#### Gestellte Aufgabe:
Zähle die Zeilen der folgenden Auflistung, in denen die Zeichenfolge „Target“ vorkommt, und beachte dabei die Groß- und Kleinschreibung. Gib ausschließlich die Anzahl an.

#### Angezeigte Einträge:
- - -
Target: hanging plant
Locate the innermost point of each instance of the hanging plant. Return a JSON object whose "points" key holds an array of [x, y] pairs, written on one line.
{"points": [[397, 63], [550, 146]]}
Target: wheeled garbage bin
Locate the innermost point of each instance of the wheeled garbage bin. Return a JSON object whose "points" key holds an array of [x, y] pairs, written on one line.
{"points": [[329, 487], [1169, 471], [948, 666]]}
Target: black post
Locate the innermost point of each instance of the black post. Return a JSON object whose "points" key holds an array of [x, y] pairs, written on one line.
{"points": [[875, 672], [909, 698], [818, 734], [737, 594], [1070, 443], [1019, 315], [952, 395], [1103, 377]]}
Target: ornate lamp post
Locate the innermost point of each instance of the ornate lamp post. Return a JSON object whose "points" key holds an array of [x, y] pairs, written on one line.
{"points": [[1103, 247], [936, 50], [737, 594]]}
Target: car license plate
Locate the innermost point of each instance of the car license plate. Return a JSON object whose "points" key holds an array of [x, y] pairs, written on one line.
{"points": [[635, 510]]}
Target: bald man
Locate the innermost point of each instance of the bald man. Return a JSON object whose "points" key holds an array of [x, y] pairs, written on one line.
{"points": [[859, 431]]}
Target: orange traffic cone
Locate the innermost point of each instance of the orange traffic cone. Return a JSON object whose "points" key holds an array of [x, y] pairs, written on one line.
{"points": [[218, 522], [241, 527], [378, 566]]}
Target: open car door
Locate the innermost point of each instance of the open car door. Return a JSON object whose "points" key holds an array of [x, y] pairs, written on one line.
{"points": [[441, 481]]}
- - -
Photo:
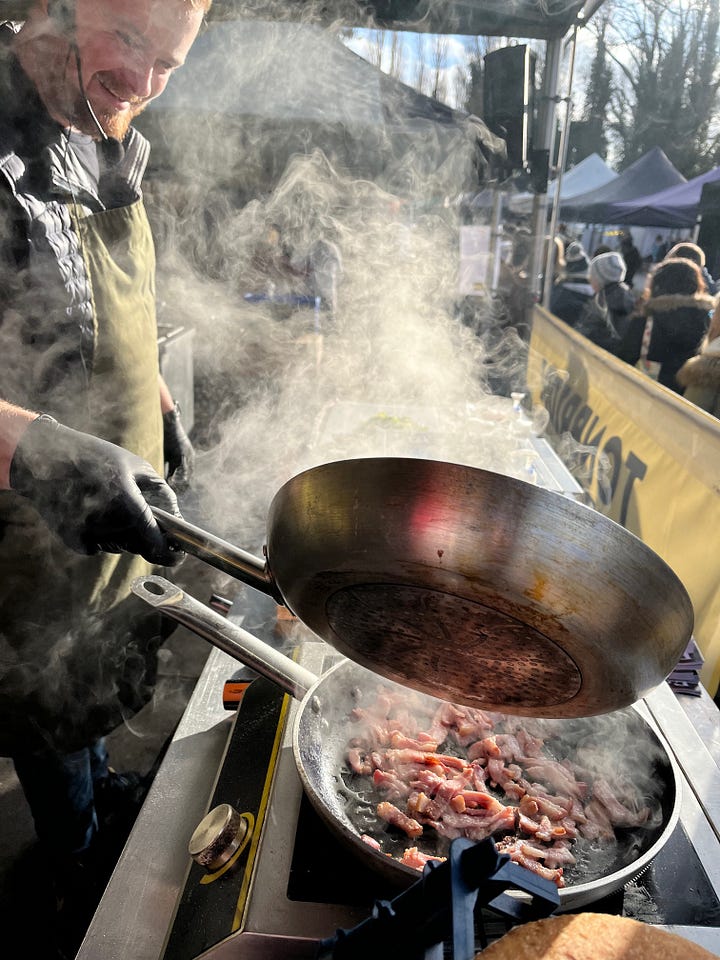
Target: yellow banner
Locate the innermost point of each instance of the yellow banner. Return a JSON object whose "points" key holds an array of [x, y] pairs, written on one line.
- - -
#### Die Ausgabe:
9